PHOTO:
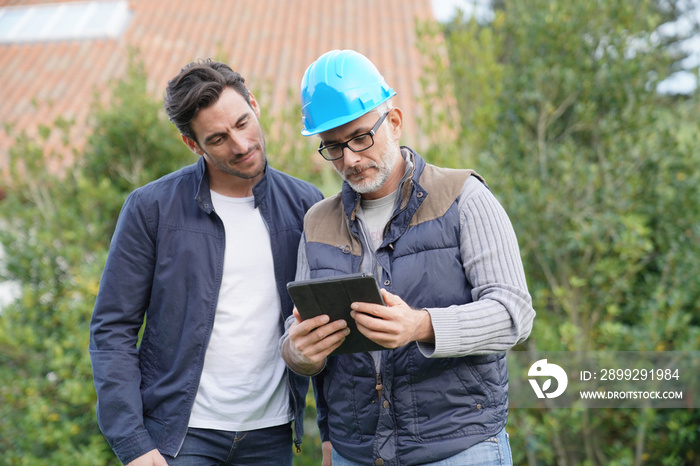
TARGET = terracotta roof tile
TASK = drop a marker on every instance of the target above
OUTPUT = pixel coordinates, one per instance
(268, 41)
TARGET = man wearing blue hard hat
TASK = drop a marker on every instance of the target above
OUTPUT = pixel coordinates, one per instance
(444, 252)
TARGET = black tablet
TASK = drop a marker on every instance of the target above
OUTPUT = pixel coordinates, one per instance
(333, 296)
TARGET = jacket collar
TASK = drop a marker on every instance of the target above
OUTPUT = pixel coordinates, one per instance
(203, 196)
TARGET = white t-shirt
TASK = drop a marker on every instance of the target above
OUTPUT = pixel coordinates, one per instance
(244, 384)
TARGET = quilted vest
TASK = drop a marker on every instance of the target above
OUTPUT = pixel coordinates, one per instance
(429, 409)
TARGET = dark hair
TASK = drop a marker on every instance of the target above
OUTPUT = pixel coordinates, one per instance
(197, 86)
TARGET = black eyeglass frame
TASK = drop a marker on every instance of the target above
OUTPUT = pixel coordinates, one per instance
(343, 145)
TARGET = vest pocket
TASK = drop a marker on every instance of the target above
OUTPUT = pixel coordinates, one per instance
(452, 398)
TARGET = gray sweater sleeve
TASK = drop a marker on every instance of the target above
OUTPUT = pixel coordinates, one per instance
(501, 314)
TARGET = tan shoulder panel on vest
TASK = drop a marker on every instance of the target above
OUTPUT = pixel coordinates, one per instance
(326, 223)
(443, 185)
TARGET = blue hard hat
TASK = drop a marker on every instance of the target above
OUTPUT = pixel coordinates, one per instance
(339, 87)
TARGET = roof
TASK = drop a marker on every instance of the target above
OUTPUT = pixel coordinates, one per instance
(270, 42)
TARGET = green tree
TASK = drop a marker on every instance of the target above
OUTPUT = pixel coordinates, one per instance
(558, 109)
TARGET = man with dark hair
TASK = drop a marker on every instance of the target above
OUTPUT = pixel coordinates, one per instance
(444, 252)
(203, 255)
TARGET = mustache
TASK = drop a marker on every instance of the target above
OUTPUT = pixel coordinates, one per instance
(356, 170)
(247, 153)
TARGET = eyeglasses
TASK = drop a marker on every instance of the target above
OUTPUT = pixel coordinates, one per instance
(357, 144)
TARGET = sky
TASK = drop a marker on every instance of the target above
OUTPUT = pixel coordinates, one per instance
(681, 82)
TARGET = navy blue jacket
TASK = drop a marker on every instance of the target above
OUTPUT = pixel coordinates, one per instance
(428, 409)
(165, 263)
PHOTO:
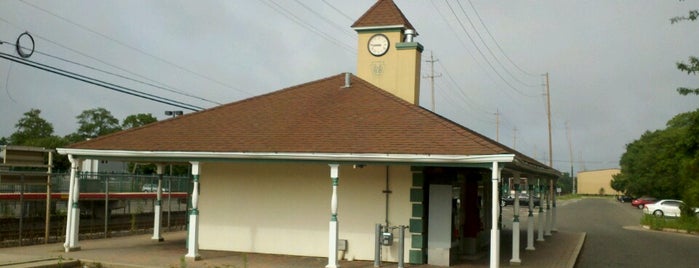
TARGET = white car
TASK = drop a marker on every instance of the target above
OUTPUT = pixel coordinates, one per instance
(665, 207)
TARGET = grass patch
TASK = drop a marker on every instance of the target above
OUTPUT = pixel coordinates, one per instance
(568, 197)
(689, 224)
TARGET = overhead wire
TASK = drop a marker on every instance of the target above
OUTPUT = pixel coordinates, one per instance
(161, 86)
(497, 60)
(497, 44)
(97, 82)
(294, 18)
(338, 11)
(490, 64)
(334, 24)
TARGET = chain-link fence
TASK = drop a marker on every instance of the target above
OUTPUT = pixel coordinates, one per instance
(111, 204)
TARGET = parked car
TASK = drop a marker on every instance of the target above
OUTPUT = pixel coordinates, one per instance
(624, 198)
(523, 200)
(643, 201)
(665, 207)
(152, 187)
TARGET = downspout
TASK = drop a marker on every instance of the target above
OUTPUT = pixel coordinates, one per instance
(387, 191)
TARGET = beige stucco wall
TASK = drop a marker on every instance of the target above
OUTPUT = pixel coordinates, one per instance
(284, 208)
(590, 182)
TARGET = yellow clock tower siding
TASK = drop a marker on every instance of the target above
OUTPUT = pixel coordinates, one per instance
(398, 70)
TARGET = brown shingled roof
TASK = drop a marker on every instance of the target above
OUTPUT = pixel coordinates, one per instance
(383, 13)
(316, 117)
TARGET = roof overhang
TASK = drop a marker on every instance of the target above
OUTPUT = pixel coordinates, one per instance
(183, 156)
(508, 162)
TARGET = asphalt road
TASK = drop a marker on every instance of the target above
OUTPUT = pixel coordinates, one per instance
(615, 239)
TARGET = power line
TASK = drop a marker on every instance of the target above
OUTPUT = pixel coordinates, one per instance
(164, 87)
(291, 16)
(496, 42)
(497, 60)
(483, 55)
(100, 83)
(161, 86)
(338, 27)
(338, 11)
(119, 75)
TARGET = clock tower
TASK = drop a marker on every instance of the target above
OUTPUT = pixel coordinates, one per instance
(387, 56)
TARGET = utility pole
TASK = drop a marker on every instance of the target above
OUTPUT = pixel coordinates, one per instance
(548, 112)
(432, 76)
(570, 149)
(514, 138)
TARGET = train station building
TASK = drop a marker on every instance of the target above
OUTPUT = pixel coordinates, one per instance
(337, 167)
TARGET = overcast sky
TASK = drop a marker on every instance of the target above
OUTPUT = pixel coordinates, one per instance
(611, 64)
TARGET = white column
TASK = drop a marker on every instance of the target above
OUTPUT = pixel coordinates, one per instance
(515, 224)
(157, 209)
(553, 213)
(333, 233)
(542, 200)
(494, 231)
(69, 206)
(547, 227)
(74, 227)
(530, 217)
(193, 232)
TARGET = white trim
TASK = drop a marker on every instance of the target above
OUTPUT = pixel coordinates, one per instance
(383, 27)
(332, 157)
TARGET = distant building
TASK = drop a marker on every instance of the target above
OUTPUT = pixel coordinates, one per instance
(103, 166)
(597, 182)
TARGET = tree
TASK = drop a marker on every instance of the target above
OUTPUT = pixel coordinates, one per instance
(663, 163)
(94, 123)
(31, 127)
(137, 120)
(692, 66)
(32, 130)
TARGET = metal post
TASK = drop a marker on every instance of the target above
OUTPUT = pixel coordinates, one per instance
(106, 206)
(21, 207)
(377, 245)
(47, 223)
(401, 245)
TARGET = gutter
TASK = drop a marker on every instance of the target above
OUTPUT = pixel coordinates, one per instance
(324, 157)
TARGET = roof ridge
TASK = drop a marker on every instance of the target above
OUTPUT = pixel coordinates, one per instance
(383, 13)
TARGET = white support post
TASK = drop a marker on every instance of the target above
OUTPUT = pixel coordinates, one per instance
(333, 233)
(494, 231)
(74, 166)
(515, 224)
(74, 208)
(553, 213)
(547, 227)
(157, 209)
(193, 232)
(540, 233)
(530, 217)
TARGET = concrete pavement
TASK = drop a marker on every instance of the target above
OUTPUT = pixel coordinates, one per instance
(559, 250)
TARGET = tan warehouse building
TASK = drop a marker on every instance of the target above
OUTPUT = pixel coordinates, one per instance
(597, 182)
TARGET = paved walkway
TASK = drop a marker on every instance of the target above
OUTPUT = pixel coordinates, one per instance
(559, 250)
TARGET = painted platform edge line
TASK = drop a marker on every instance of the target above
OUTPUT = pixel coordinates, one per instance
(576, 252)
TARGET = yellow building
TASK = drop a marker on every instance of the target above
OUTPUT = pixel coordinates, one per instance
(597, 182)
(311, 169)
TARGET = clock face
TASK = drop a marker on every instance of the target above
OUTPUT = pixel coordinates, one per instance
(378, 45)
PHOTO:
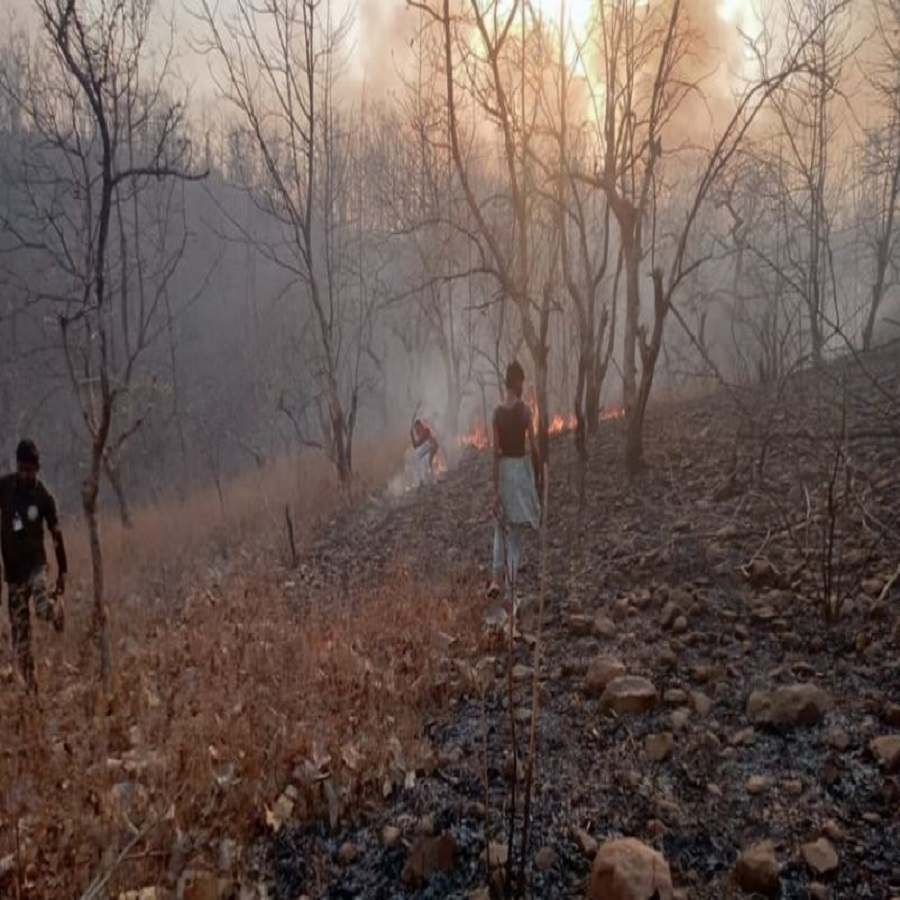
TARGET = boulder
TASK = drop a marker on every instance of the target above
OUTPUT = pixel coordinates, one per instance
(629, 694)
(429, 855)
(659, 746)
(626, 869)
(796, 705)
(757, 870)
(820, 856)
(886, 750)
(602, 670)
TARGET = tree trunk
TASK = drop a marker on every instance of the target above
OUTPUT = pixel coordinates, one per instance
(632, 319)
(89, 492)
(114, 477)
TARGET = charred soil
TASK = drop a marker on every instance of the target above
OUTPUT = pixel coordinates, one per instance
(759, 551)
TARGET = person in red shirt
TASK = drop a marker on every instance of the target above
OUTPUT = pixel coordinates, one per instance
(25, 506)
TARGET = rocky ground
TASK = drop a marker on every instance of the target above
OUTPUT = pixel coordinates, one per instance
(692, 693)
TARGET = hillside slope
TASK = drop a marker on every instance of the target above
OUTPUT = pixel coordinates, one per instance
(707, 578)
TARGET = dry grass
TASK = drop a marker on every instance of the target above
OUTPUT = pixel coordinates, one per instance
(221, 697)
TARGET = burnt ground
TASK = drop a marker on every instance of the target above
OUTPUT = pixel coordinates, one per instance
(730, 478)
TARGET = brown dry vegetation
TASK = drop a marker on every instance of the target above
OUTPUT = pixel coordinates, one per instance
(225, 684)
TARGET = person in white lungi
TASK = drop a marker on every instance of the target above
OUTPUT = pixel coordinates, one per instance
(516, 504)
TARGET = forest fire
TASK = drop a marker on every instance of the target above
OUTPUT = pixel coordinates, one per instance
(479, 438)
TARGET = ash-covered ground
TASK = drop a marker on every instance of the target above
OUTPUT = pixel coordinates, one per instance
(709, 577)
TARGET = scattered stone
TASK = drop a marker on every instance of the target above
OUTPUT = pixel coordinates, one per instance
(587, 844)
(198, 884)
(792, 706)
(604, 626)
(758, 784)
(820, 856)
(886, 750)
(602, 671)
(701, 703)
(522, 673)
(793, 787)
(872, 586)
(659, 746)
(675, 697)
(668, 658)
(838, 739)
(757, 870)
(429, 855)
(629, 694)
(892, 714)
(627, 869)
(669, 614)
(496, 854)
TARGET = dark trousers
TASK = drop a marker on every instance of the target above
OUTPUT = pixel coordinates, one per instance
(20, 597)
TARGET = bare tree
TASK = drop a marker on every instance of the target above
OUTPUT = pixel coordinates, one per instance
(881, 167)
(106, 134)
(276, 63)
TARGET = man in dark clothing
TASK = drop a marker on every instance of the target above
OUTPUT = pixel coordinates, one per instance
(25, 505)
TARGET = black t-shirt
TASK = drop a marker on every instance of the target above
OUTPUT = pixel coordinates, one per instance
(23, 511)
(512, 424)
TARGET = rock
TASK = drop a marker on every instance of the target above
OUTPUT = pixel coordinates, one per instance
(602, 671)
(522, 673)
(757, 870)
(793, 787)
(587, 844)
(668, 658)
(580, 624)
(659, 746)
(626, 869)
(838, 739)
(701, 703)
(834, 831)
(872, 586)
(820, 856)
(891, 714)
(604, 626)
(792, 706)
(669, 614)
(629, 694)
(545, 859)
(429, 855)
(496, 854)
(675, 697)
(198, 884)
(758, 784)
(886, 750)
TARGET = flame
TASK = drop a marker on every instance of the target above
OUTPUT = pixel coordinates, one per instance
(612, 412)
(477, 437)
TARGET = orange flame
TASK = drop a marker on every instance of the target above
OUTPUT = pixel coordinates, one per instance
(477, 437)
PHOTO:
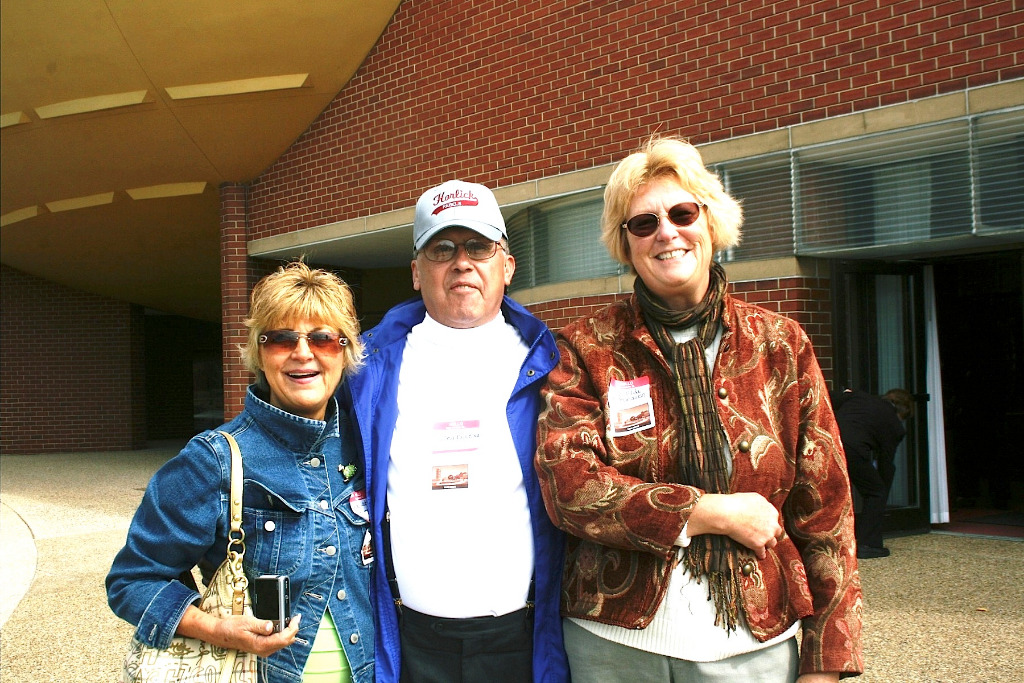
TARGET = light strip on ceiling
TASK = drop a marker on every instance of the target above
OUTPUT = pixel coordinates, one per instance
(20, 214)
(13, 119)
(168, 189)
(238, 87)
(80, 202)
(86, 104)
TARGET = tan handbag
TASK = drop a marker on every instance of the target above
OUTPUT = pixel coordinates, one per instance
(188, 659)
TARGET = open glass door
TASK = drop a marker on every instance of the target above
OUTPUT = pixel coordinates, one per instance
(879, 336)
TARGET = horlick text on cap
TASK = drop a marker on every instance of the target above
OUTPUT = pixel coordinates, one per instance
(456, 198)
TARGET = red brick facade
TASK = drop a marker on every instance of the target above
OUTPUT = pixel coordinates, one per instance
(502, 92)
(71, 369)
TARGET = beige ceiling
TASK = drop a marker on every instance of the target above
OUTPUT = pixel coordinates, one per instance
(121, 118)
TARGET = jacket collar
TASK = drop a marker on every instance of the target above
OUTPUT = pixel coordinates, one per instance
(295, 433)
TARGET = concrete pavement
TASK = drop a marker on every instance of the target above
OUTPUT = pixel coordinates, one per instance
(942, 607)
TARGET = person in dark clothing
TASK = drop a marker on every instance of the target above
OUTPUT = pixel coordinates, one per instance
(871, 428)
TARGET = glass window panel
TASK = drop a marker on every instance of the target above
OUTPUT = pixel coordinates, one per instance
(765, 189)
(559, 241)
(893, 188)
(999, 158)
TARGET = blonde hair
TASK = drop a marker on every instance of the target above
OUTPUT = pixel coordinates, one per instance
(675, 158)
(296, 292)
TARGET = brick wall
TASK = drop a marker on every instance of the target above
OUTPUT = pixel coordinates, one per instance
(807, 300)
(506, 91)
(72, 373)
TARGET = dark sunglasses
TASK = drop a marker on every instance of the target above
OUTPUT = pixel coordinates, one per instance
(287, 340)
(683, 214)
(441, 251)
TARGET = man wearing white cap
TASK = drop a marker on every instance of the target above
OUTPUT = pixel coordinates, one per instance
(446, 413)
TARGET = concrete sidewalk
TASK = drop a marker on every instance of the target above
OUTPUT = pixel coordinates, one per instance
(942, 607)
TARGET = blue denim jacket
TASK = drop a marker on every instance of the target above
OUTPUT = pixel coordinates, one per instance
(298, 518)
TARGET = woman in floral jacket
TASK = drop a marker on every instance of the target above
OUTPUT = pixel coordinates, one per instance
(689, 450)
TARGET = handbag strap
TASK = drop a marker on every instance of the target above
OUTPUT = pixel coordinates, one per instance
(236, 536)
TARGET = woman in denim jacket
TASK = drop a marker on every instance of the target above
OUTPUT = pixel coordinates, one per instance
(304, 511)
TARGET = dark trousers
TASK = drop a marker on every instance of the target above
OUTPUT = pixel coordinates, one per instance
(873, 492)
(481, 649)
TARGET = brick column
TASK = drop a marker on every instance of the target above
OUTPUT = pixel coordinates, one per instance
(235, 287)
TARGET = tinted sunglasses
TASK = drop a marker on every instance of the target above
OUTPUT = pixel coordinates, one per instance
(444, 250)
(287, 340)
(644, 224)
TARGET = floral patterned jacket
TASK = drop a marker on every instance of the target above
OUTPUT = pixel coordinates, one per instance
(615, 495)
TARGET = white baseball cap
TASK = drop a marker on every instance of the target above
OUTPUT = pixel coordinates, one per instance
(457, 204)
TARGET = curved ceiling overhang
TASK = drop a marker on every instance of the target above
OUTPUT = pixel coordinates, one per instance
(121, 119)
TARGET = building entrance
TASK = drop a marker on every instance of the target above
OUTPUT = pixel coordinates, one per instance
(980, 314)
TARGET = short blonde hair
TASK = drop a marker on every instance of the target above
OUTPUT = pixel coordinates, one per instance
(296, 292)
(675, 158)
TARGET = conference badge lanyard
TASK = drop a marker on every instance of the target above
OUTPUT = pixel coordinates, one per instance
(455, 442)
(630, 406)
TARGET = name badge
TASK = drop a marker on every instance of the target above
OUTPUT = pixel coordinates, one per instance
(630, 406)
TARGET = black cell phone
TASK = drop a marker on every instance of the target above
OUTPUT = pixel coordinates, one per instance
(272, 599)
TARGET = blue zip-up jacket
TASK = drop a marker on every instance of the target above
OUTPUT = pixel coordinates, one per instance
(374, 408)
(298, 517)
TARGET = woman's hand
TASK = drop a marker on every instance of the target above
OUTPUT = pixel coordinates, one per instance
(244, 633)
(747, 518)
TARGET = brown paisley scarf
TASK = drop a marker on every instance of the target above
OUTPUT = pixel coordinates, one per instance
(702, 461)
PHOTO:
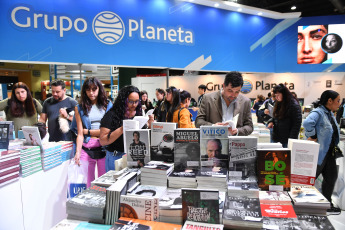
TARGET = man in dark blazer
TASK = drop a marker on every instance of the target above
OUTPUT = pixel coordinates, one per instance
(218, 107)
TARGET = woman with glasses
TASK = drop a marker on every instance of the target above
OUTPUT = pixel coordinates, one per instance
(88, 115)
(127, 105)
(178, 112)
(165, 105)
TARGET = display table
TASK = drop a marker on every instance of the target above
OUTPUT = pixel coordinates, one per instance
(35, 202)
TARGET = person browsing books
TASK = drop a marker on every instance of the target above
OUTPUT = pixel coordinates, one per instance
(86, 123)
(321, 126)
(178, 111)
(287, 116)
(53, 107)
(21, 108)
(221, 106)
(126, 106)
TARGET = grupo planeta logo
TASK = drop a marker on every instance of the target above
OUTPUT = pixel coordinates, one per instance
(247, 86)
(108, 27)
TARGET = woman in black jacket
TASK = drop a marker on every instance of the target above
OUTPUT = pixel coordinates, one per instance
(287, 116)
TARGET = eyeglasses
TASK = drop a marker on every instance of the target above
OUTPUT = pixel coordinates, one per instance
(133, 102)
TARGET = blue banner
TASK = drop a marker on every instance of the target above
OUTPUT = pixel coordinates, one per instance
(150, 33)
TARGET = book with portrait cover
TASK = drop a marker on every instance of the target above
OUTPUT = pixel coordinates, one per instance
(162, 141)
(187, 148)
(304, 156)
(314, 222)
(137, 207)
(214, 146)
(242, 210)
(138, 147)
(274, 169)
(242, 154)
(135, 224)
(200, 205)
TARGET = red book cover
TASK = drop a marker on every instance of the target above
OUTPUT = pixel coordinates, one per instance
(278, 211)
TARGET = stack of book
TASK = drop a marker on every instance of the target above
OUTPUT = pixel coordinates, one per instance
(88, 205)
(30, 160)
(183, 178)
(211, 178)
(51, 155)
(66, 150)
(308, 200)
(170, 207)
(242, 210)
(156, 173)
(9, 166)
(113, 195)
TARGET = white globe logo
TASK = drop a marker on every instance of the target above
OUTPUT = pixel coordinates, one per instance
(108, 27)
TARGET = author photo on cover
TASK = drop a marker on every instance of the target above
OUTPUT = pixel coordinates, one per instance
(137, 149)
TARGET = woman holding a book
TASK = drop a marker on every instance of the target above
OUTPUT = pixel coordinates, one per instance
(321, 126)
(21, 108)
(287, 116)
(178, 111)
(126, 106)
(88, 114)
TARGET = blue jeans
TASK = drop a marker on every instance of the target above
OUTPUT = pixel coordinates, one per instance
(110, 159)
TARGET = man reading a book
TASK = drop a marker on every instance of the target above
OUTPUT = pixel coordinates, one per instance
(221, 106)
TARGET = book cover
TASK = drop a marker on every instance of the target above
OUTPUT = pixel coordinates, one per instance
(136, 224)
(278, 211)
(138, 147)
(197, 225)
(242, 154)
(32, 135)
(242, 207)
(304, 156)
(4, 136)
(162, 141)
(314, 222)
(274, 169)
(200, 205)
(137, 207)
(187, 148)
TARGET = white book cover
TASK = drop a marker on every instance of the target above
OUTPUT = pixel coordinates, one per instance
(304, 156)
(138, 147)
(127, 125)
(162, 141)
(32, 135)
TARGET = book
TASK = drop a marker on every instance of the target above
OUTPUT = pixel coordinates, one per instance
(242, 152)
(187, 148)
(137, 207)
(304, 156)
(200, 205)
(136, 224)
(162, 141)
(214, 146)
(138, 147)
(314, 222)
(274, 169)
(197, 225)
(4, 136)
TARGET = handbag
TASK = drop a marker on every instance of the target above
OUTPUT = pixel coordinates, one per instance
(337, 152)
(95, 153)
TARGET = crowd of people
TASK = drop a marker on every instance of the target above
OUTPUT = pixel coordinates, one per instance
(97, 123)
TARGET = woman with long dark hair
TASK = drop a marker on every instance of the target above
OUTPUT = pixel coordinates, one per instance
(165, 105)
(321, 126)
(287, 116)
(145, 102)
(21, 108)
(179, 112)
(88, 115)
(126, 106)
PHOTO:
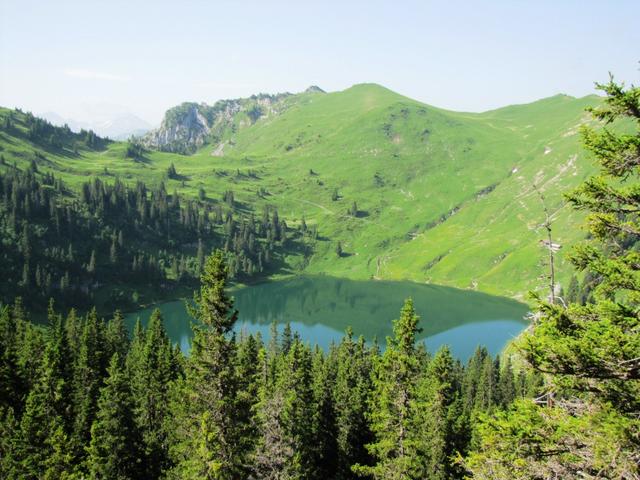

───

Set task >> Gather every line of the entries above that contains the string "with", and copy each one. Treat uppercase and lowercase letters as different.

Response to the task >>
TARGET = man with dark hair
TARGET = woman with glasses
TARGET = book with portrait cover
TARGET = woman with long dark hair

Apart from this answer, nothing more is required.